● Available records:

____

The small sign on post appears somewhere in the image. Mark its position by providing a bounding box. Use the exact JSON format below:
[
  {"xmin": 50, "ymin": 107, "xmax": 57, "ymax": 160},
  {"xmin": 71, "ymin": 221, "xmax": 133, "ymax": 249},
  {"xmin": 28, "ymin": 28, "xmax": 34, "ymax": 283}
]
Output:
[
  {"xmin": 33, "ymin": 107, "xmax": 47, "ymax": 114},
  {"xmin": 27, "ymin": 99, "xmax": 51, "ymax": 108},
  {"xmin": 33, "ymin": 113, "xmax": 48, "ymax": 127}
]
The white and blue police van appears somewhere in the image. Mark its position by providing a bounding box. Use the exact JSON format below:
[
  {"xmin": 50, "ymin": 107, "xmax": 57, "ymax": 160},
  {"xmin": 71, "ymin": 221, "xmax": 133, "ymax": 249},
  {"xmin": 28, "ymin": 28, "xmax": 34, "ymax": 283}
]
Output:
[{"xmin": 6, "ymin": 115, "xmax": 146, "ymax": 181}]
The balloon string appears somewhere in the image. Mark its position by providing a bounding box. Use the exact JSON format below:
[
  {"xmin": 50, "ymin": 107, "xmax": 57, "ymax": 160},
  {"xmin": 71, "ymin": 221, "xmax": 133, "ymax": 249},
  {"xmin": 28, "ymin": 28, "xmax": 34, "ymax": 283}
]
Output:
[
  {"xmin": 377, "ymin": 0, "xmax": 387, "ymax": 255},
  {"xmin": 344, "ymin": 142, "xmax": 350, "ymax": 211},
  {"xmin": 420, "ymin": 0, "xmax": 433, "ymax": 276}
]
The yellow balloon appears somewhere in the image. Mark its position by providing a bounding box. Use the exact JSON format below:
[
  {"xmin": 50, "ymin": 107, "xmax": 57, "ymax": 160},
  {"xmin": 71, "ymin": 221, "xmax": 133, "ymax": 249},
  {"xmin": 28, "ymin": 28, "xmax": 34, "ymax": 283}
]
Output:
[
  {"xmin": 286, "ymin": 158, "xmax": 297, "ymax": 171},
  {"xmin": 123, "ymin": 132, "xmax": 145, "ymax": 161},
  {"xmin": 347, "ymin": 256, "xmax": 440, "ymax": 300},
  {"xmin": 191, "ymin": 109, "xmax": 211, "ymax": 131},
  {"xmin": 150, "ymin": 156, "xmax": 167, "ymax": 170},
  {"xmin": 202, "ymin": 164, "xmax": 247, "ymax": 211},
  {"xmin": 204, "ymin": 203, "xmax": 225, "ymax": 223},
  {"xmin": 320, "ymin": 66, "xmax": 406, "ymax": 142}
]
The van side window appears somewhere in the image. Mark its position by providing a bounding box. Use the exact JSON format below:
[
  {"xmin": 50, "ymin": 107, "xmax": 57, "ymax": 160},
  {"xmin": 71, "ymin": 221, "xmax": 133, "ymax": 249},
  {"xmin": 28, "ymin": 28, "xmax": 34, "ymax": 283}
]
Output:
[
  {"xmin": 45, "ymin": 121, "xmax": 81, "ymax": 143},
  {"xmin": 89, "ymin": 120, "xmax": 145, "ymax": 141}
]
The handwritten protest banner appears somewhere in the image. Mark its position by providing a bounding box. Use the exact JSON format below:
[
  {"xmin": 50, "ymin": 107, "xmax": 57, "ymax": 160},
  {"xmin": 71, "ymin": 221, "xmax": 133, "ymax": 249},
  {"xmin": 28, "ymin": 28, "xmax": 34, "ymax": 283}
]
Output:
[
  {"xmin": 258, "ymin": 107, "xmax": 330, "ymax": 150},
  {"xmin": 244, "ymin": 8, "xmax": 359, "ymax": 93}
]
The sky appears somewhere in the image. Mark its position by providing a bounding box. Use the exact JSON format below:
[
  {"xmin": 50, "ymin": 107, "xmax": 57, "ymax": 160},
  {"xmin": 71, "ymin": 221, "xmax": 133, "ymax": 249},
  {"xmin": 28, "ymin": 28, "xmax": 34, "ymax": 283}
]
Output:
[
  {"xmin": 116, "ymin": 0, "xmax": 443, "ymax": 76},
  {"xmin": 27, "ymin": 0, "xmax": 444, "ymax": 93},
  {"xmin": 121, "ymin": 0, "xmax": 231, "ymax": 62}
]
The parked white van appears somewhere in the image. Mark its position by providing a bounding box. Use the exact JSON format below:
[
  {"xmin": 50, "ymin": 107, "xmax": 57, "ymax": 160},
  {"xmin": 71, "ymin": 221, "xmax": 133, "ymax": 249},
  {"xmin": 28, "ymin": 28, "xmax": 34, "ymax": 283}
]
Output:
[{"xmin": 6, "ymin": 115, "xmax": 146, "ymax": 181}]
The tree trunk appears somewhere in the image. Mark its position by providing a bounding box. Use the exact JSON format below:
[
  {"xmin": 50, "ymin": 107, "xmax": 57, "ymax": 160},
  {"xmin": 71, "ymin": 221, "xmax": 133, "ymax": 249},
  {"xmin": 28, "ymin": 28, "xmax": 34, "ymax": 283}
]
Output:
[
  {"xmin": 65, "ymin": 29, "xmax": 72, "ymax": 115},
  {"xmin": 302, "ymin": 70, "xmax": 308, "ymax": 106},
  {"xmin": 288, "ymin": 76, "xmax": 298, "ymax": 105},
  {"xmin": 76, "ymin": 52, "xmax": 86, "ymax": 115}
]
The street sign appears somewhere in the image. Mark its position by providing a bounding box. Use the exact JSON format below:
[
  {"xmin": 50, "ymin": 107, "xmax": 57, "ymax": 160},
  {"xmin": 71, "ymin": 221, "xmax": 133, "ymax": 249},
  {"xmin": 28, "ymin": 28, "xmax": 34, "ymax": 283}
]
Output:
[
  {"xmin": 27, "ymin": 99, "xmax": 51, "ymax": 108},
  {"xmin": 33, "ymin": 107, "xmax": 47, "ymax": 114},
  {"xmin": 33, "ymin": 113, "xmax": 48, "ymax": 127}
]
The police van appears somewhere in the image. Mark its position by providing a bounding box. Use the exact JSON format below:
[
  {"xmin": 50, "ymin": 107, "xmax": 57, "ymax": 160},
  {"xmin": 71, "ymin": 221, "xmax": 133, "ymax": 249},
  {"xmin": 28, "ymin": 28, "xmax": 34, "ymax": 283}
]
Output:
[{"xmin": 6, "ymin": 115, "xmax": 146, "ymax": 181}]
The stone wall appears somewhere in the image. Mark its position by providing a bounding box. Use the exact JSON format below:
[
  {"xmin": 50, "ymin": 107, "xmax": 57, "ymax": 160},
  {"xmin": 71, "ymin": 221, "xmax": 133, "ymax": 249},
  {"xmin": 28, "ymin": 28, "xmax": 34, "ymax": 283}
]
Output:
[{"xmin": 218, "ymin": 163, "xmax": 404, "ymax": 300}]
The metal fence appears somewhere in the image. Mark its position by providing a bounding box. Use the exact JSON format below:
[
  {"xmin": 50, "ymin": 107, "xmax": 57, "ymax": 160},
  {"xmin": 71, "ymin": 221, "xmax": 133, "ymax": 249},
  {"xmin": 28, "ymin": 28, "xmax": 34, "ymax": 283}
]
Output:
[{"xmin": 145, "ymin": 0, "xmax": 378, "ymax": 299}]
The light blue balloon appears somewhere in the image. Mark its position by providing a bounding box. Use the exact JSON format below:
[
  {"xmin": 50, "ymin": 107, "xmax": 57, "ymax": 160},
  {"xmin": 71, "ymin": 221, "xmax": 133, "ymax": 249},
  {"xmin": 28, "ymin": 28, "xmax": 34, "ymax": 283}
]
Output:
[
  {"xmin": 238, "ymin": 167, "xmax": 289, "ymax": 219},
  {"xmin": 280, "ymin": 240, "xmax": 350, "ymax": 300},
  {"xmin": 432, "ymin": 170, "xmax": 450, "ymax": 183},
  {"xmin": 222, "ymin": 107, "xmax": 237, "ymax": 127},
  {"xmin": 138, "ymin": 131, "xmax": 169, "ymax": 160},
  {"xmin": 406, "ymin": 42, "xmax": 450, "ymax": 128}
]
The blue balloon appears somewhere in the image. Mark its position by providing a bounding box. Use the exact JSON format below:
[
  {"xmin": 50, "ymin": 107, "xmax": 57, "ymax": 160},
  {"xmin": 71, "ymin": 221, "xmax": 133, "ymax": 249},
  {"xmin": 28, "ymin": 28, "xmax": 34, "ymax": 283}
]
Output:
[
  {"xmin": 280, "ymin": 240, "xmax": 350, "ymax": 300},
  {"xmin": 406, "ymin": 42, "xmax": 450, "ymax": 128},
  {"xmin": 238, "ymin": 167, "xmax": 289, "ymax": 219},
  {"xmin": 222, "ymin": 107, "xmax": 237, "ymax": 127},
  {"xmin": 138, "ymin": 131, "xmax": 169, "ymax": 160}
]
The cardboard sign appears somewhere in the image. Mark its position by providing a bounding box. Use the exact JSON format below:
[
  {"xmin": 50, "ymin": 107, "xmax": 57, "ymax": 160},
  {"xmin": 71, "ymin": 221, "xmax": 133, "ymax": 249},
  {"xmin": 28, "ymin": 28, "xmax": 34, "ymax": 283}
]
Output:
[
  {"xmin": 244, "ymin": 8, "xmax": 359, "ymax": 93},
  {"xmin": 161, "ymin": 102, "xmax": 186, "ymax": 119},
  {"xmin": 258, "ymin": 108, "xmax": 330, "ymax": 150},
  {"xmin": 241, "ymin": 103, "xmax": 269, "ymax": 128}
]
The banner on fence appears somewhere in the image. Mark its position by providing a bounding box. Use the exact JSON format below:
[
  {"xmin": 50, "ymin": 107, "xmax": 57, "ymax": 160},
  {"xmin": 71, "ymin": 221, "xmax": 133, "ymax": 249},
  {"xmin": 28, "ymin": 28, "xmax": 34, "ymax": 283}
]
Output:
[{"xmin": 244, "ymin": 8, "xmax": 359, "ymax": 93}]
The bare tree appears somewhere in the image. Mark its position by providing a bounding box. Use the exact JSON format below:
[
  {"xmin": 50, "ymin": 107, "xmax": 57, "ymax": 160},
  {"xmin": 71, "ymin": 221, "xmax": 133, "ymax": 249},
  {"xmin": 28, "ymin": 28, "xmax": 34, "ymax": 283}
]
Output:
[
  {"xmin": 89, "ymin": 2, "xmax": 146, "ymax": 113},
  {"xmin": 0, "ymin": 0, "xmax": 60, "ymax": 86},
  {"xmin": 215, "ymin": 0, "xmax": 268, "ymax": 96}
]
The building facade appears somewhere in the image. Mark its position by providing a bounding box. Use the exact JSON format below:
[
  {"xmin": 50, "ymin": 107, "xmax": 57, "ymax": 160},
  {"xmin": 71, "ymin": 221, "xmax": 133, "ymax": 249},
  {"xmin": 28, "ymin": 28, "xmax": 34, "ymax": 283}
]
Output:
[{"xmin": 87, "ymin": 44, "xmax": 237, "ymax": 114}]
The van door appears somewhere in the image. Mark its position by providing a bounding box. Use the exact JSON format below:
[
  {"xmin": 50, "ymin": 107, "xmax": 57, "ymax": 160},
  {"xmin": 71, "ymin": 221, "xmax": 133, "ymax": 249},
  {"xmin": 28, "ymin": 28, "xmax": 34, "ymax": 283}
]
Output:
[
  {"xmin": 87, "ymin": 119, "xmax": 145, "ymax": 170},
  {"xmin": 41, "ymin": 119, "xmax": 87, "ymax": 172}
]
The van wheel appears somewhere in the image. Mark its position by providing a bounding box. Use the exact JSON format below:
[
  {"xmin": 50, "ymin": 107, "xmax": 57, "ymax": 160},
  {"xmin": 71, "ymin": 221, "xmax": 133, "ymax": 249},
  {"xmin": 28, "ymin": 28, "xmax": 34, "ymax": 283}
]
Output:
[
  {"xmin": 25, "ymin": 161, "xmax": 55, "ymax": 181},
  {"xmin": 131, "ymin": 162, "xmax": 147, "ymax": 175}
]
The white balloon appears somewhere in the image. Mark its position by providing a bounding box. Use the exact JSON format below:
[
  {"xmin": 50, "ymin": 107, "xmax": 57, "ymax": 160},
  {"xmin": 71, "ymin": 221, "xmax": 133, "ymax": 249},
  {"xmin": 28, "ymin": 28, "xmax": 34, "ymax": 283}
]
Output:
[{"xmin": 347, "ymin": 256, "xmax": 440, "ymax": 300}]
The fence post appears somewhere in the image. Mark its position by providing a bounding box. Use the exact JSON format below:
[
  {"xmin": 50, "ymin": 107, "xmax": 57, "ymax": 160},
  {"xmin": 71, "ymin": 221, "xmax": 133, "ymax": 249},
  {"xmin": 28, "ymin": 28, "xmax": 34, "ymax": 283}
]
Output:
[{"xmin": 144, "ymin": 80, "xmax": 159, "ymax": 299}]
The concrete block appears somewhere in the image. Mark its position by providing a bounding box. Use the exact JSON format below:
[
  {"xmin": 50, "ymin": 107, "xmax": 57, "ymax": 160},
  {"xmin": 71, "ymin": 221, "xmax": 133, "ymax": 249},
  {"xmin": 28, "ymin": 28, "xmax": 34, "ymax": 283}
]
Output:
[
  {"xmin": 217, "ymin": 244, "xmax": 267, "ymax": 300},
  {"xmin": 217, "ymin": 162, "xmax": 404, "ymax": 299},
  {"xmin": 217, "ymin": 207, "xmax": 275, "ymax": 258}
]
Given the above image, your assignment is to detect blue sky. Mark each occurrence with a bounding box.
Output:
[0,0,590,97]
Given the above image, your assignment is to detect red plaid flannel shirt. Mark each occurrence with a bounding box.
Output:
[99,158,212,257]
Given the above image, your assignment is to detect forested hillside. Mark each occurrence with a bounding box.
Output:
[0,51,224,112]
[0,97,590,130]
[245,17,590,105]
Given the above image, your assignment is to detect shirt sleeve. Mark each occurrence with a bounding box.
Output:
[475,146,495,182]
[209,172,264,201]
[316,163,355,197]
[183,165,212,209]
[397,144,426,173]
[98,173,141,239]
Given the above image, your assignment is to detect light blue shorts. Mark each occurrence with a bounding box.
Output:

____

List every line in the records above that contains the string "light", matching case exactly.

The light blue balloon appears somewhere in the image. Mark its position by providing a bounding box. Use the exact JSON format below:
Given the above image, your assignment is to detect light blue shorts. Mark each occurrence with a bounding box.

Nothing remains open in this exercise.